REQUIRED TASK: Reproduce all records verbatim.
─── TASK INPUTS ───
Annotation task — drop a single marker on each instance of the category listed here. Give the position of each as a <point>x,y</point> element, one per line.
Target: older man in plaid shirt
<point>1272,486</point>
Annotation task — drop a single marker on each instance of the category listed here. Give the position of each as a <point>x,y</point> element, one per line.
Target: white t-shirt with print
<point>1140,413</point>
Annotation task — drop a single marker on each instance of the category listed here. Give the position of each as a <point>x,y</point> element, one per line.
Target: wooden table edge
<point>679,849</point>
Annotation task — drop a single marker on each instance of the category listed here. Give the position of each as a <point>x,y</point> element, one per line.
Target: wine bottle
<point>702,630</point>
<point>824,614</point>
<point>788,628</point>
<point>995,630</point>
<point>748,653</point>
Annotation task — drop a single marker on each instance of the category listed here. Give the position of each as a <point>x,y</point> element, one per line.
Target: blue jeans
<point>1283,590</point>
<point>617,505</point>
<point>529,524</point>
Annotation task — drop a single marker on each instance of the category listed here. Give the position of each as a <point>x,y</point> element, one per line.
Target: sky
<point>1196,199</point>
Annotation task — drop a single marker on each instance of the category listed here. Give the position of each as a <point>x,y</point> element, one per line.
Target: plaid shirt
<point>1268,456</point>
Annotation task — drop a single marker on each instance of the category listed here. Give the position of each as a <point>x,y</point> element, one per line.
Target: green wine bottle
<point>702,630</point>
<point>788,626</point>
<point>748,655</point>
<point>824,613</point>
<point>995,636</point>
───
ANSWER TO THE TASK:
Annotation task — drop a single marker on each instance of the category listed here. Give the position of each as a <point>x,y</point> element, one per line.
Target: older man in plaid shirt
<point>1272,486</point>
Annotation task — drop a single marker on each instance of the category listed here. Give the position of each as a <point>x,y</point> element, one per line.
Target: white t-shirt with print
<point>1140,413</point>
Annotation task — drop a single marker on each instance of the category listed here. Give the position of each as a <point>x,y</point> element, one per line.
Target: wooden table edge
<point>679,849</point>
Annotation task — drop a single marker on each instance of the category listed here. Give the position of each as a <point>x,y</point> element, one per line.
Target: wine bottle
<point>702,630</point>
<point>824,614</point>
<point>788,628</point>
<point>995,630</point>
<point>748,653</point>
Annotation task — drop a single marker on each instance of the category listed here. Give the position of each as a <point>x,y</point> element, one per line.
Target: blue jeans
<point>1283,590</point>
<point>617,505</point>
<point>529,524</point>
Annotation task — drop a single marker on each instance of the category listed here. Give the position of each as a <point>x,y</point> element, one per line.
Target: sky
<point>1196,199</point>
Annotation task — drop a single marker on each instance of the category listed here. Give the position of each as a <point>x,y</point> element, one per line.
Target: plaid shirt
<point>1268,456</point>
Annotation task — drop a single marker on each instance of the category listed here. Give the position of each as a <point>x,y</point> element, one per line.
Target: green wine bottle
<point>702,630</point>
<point>788,626</point>
<point>748,655</point>
<point>824,613</point>
<point>995,636</point>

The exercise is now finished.